On March 31, Wassup pre-released the track "Dominant Woman" a single part of their third mini-album titled ColorTV set to be released, on April 13, 2017.

On September 12, it was announced Nari and Jiae will be participating on The Unit. Jiae did not pass the audition stage, while Nari did, and was eliminated on episode 13 of the show, after placing 21st.

=== 2019: Disbandment ===
On February 10, 2019, it was announced by Mafia Records that Wassup had disbanded following terminations of contract.

==Solo activities==
On August 9, 2013, main rapper Nada released the music video for her first official solo song "Bang Bang". On September 24, 2013, Sony Music released a music video for rookie rapper KK's song, 'Boys Be', featuring all Wassup members and Jewelry's Semi. On September 26, 2013, a music video for Demion featuring Wassup's Woojoo was released. On May 18, 2014, Nada made an appearance in the song "Domperii" by Pharaoh, along with Red Roc.

In 2014, Sujin participated in the drama Angel's Revenge as Lee Hye-sook. On May 24, 2014, Nada and Nari participated in the song "We Are The Champs" by the Brazilian group Champs from JS Entertainment.

In 2015 Sujin made a special participation on 70th anniversary of the liberation of Korea and the special plan one-act theater "Great story - sorry for the ugliness of the two weeks", and participated in the program Police 2015. In March 2015, Nada was featured on The GITA's single "Pendulum". In September 2015, Wa$$up was featured on TĀLĀ & MssingNo's single "Tell Me".

And in 2016 Sujin participated in the Legend Hero Samgugjeon series as Lina, a great national idol. Still in 2016, Sujin starred in the music video for "Geudaeege" (에게 에게) by singer Mocha. On February 2, 2016, Nada released her first mixtape Homework. In July 2016, she participated in Unpretty Rapstar 3, losing out to Giant Pink in the finals. In December 2016 NaDa released her first digital single "Seorae Village" (마을 마을), her latest release as a member of the group.

In 2017 Sujin participated in dramas The Happy Loner as Park Yeon-hee, Introverted Boss as Mi Bae, and Lingerie Girls’ Generation as Kim Eon-Joo. On March 6, 2017, Nari contributed to the song "Sorry cause I’m young", on 14th album from Yoo Se-yoon. On August 7, 2017, Nari was featured at ZSUN debut single "AH YAH SO NICE".

On January 20, 2018, Sujin is featured in episode 7 of drama Hwayugi, as Mermaid.

• **EXTRACTED ENTRIES**:

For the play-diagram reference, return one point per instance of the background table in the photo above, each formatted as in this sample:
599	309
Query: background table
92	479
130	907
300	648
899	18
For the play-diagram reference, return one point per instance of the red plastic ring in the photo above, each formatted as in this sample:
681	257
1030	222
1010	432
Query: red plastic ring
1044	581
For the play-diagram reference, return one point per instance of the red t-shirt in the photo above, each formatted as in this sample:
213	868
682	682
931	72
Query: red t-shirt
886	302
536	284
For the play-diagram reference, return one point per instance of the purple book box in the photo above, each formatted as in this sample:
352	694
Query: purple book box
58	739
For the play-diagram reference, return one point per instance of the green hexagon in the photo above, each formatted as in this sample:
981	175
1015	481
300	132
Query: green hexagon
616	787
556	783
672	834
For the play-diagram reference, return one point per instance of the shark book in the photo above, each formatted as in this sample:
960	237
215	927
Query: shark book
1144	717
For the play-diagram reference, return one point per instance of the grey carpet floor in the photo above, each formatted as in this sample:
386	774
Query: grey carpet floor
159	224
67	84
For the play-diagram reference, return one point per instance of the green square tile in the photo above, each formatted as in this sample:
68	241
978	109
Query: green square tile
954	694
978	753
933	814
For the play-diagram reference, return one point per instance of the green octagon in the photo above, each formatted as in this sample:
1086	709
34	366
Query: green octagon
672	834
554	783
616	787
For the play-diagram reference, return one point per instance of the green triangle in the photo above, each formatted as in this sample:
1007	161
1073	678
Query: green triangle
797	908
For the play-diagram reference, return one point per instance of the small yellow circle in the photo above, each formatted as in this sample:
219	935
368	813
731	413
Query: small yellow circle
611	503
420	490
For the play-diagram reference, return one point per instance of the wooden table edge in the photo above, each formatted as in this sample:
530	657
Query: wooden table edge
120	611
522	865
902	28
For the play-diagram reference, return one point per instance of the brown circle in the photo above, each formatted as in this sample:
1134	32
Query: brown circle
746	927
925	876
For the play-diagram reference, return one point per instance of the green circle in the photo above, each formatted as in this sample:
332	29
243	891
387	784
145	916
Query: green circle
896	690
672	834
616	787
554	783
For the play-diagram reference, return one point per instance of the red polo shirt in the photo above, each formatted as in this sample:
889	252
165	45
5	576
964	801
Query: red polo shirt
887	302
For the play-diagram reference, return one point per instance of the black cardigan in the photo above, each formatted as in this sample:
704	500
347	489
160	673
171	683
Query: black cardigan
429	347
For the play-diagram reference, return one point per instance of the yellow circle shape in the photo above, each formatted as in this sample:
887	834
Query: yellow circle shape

• **WHAT YOU NEED TO DO**: In the text about Wassup, copy word for word everything between "In 2017 Sujin" and "Hwayugi, as Mermaid.", inclusive. You can ignore the records; they have nothing to do with what you're asked to do.

• **RESULT OF THE EXERCISE**:
In 2017 Sujin participated in dramas The Happy Loner as Park Yeon-hee, Introverted Boss as Mi Bae, and Lingerie Girls’ Generation as Kim Eon-Joo. On March 6, 2017, Nari contributed to the song "Sorry cause I’m young", on 14th album from Yoo Se-yoon. On August 7, 2017, Nari was featured at ZSUN debut single "AH YAH SO NICE".

On January 20, 2018, Sujin is featured in episode 7 of drama Hwayugi, as Mermaid.